• [Data supplied]
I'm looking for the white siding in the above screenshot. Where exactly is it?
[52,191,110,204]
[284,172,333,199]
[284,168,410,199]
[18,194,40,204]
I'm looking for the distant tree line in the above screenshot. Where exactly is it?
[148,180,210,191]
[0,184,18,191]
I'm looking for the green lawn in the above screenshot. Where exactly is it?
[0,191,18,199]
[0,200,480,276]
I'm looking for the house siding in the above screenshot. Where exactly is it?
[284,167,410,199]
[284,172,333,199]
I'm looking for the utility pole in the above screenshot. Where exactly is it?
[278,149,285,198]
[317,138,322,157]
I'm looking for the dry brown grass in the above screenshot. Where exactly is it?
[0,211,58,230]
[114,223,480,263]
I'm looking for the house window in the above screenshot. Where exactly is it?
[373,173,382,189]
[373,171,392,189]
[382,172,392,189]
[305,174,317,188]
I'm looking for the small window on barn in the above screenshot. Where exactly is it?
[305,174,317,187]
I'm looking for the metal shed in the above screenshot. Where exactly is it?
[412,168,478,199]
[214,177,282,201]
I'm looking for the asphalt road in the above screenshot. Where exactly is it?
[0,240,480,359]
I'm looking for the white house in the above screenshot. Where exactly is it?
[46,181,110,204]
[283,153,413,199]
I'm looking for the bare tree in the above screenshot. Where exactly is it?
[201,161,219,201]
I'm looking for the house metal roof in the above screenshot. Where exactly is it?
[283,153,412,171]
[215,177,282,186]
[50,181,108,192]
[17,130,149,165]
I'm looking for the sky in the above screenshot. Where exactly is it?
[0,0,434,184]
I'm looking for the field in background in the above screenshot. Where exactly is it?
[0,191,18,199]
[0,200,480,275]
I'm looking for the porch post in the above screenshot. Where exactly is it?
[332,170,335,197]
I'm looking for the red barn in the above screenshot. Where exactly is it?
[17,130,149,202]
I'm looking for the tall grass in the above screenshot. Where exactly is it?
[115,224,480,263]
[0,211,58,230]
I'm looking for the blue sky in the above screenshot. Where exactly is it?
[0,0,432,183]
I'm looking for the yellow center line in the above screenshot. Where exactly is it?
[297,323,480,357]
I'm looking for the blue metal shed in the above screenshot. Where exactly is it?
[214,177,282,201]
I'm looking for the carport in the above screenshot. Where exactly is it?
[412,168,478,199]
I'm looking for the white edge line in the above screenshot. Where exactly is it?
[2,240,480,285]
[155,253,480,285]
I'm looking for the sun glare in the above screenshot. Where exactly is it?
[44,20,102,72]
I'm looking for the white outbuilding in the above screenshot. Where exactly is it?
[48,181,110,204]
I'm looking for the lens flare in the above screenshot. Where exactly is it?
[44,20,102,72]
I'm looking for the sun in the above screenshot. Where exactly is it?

• [Directions for this task] Render all of the rows above as a numbered list, one line per number, omitting any blank lines.

• [Result of this task]
1. I'm looking for the white siding in the above screenshot. Where exactly is it?
2. [52,191,110,204]
3. [284,172,333,199]
4. [284,168,410,199]
5. [18,194,40,204]
6. I'm looking for the distant tree line in the above screenshot. Where exactly is it?
7. [148,180,210,191]
8. [0,184,18,191]
9. I'm looking for the green lawn in the above screenshot. Where exactly is it?
10. [0,191,18,199]
11. [0,200,480,276]
12. I'm looking for the house siding in the above screenshot. Where exactly is it?
13. [284,167,410,199]
14. [284,172,333,199]
15. I'm looking for the utility pole in the above screenshot. Where exactly is it?
16. [278,149,285,198]
17. [317,138,322,157]
18. I'm looking for the dry brown grass in the above screenshot. Where exactly is it?
19. [0,211,58,230]
20. [114,223,480,263]
21. I'm looking for the house window in the above screenshot. Where exactly is it?
22. [373,173,382,189]
23. [373,171,392,189]
24. [382,172,392,189]
25. [305,174,317,188]
26. I'm looking for the small window on barn in the above screenshot. Where exactly is it?
27. [305,174,317,187]
28. I'm looking for the metal shed in the above screenshot. Where exactly is it?
29. [412,168,478,199]
30. [214,177,282,201]
31. I'm looking for the asphalt road in the above screenshot. Where exactly is it?
32. [0,240,480,359]
33. I'm looking for the white house in the above screenshot. Where exactly is it?
34. [46,181,110,204]
35. [283,153,413,199]
36. I'm looking for the bare tree in the above screenshot. Where exactly is it?
37. [201,161,219,201]
38. I'm looking for the house metal roof in the above screenshot. Where exactly is it?
39. [283,153,412,171]
40. [215,177,282,186]
41. [50,181,108,192]
42. [17,130,149,165]
43. I'm looking for the sky in the above screenshot. Where exactly is it?
44. [0,0,434,184]
45. I'm looking for the field in background in the above screenshot. Where exactly is it?
46. [0,191,18,199]
47. [0,200,480,275]
48. I'm looking for the porch post in the above screenshot. Where exactly is it?
49. [332,170,335,197]
50. I'm looking for the red barn in the above screenshot. Where exactly is it?
51. [17,130,149,202]
52. I'm looking for the tall grass in the above screenshot. Where exactly is it?
53. [115,224,480,263]
54. [0,211,58,230]
55. I'm looking for the blue sky in the above screenshot. Where exactly is it?
56. [0,0,432,183]
57. I'm looking for the yellow center line in the above screenshot. Where exactly is it?
58. [297,323,480,357]
59. I'm looking for the blue metal shed in the above screenshot. Where exactly is it?
60. [214,177,282,201]
61. I'm looking for the carport in the above screenshot. Where exactly is it?
62. [412,168,478,199]
63. I'm looking for the white edge line in the above screenshot. Where exactly is it?
64. [2,240,480,285]
65. [155,253,480,285]
66. I'm looking for the sun glare in the above screenshot. Where exactly is it?
67. [44,20,102,72]
68. I'm looking for the white outbuilding in the above screenshot. Where exactly is it?
69. [48,181,110,204]
70. I'm looking for the lens flare in the above screenshot. Where exactly is it?
71. [44,20,102,72]
72. I'm looking for the sun in the above screenshot. Where exactly is it?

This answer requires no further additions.